◆ Stated task 1 ◆
Please rewrite the paragraph beginning "Slow doesn't begin to describe" from the piece on the NFL Network and Big Ten Network so that it is shorter and keeps its main facts.
◆ Stated task 2 ◆
Translate this sentence from the text on the two networks into Spanish: "Likewise, college officials usually are as far from campus as possible."
◆ Stated task 3 ◆
In the NFL Network and Big Ten Network text, what span of dates did the review of both networks' schedules cover?

◆ Text excerpt ◆
NFL Network vs. Big Ten Network in the dead zone

July 3, 2009

Slow doesn’t begin to describe this time of year for college athletics and the NFL. Having covered both for a significant period of time, I can tell you everyone associated with the NFL is on vacation during the July 4 holiday. Likewise, college officials usually are as far from campus as possible.

It’s only reasonable to expect two networks exclusively televising pro football or college athletics to struggle for relevant programming this time of year. To examine this, I went through the entire television schedule of both the NFL Network and the Big Ten Network beginning with Sunday, June 28 and ending on July 4. Here are my observations.

◆ Stored data ◆
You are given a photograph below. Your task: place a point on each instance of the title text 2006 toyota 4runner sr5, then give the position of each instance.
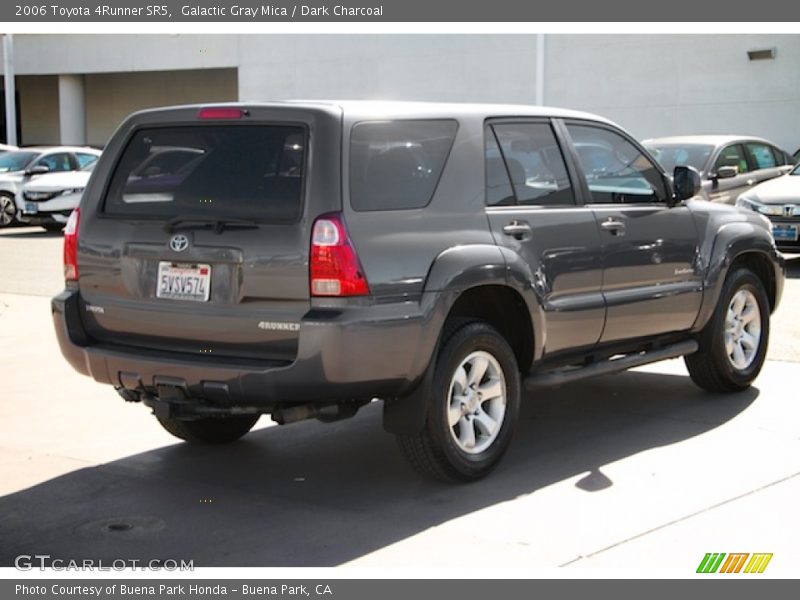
(304, 258)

◆ Final result 1 ◆
This is an extremely slow time of year for college athletics and the NFL. From my long experience covering both, I know that everyone connected with the NFL vacations over the July 4 holiday, and college officials are usually as far from campus as they can get.

◆ Final result 2 ◆
Del mismo modo, los funcionarios universitarios suelen estar lo más lejos posible del campus.

◆ Final result 3 ◆
Sunday, June 28 through July 4.